GIVEN TEXT:
>> START

The General Video Game AI Competition - fitzwatermellow
http://www.gvgai.net/
======
anders30
This looks like a lot of fun but I'm surprised to see this in Java. Nothing
against Java, the JVM, or the ecosystem surrounding it; I expected to see a
REST interface, or something similar.

Having read Artificial Intelligence: A Modern Approach
([http://aima.cs.berkeley.edu/](http://aima.cs.berkeley.edu/)), I think it
would be a neat side project to abstract as much out of the intelligent agent
model from Chapter 2 as "makes sense" and see to what extent you can allow
interfaces from any programming language.

------
knodi123
That's funny, this looks a lot like google's AI Challenge,
[http://ants.aichallenge.org/](http://ants.aichallenge.org/), which allowed
you to write your solution in multiple different languages. I wonder why they
narrowed down to just java?

------
joaorj
I don't have much experience in java, and don't want to get just for this
project. Although I would love to participate... This is my dream competition.

Seems weird to see a coding competition with only one language available.

Maybe you'll be able to improve that in the future?

EDIT: It would be great to have python available. But an API that any language
could use would be the best way to go as the other comment mentions.

------
compostor42
Very excited to participate. I loved the Google AI challenges and have been
eager to do another AI contest.

I just wish there were more AI contests out there, they are some of the most
fun I have programming.

>> END

ENTRIES SUPPLIED:
>> START

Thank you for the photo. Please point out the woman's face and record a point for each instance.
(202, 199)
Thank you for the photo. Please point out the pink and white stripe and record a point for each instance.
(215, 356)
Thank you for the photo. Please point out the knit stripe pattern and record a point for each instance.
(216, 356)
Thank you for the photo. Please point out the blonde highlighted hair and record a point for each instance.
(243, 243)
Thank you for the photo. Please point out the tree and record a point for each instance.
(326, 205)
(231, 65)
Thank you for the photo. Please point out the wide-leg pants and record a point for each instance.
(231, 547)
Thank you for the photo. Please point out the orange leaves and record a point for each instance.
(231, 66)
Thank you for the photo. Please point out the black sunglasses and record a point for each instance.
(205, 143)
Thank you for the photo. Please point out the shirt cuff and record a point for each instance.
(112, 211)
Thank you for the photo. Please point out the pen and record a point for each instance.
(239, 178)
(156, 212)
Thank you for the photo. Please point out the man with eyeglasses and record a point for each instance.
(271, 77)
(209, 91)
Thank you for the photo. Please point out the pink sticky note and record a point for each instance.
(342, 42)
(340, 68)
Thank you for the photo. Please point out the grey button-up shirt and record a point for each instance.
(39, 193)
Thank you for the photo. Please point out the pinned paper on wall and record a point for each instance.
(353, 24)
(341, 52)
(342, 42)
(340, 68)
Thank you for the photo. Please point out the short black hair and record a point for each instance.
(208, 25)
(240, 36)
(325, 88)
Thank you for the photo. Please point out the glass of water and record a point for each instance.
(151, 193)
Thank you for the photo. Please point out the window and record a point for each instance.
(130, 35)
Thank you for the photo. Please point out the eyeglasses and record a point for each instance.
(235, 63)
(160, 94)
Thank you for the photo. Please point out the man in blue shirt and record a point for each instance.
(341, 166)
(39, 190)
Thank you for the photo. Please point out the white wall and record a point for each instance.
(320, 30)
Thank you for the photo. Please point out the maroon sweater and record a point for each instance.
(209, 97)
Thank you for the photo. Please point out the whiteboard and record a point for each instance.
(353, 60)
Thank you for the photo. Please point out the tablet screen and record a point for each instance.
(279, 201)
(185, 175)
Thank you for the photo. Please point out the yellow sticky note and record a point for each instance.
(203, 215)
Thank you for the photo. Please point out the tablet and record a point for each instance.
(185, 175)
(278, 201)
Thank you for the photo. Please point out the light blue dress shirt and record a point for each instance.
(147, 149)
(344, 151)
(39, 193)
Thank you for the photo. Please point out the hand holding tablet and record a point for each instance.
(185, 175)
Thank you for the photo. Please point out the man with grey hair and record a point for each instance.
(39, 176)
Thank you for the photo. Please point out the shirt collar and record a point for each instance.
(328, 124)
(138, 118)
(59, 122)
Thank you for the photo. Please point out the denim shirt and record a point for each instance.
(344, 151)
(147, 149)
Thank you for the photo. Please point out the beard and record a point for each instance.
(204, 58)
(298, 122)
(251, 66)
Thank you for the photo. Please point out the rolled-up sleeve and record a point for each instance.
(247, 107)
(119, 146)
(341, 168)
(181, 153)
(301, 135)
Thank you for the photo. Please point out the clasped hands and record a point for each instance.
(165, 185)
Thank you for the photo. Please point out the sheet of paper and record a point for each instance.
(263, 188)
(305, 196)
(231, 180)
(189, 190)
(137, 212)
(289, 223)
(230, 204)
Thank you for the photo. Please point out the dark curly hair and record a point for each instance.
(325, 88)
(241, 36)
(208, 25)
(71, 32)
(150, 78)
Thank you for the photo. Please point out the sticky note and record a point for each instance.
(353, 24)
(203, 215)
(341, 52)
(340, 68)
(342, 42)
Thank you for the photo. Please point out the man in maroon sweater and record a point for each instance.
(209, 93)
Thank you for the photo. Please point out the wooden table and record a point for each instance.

>> END

TASK OBJECTIVE: Reproduce the passage of the competition thread from "Maybe you'll be" to "another AI contest.", changing nothing.

EXERCISE SOLUTION:
Maybe you'll be able to improve that in the future?

EDIT: It would be great to have python available. But an API that any language
could use would be the best way to go as the other comment mentions.

------
compostor42
Very excited to participate. I loved the Google AI challenges and have been
eager to do another AI contest.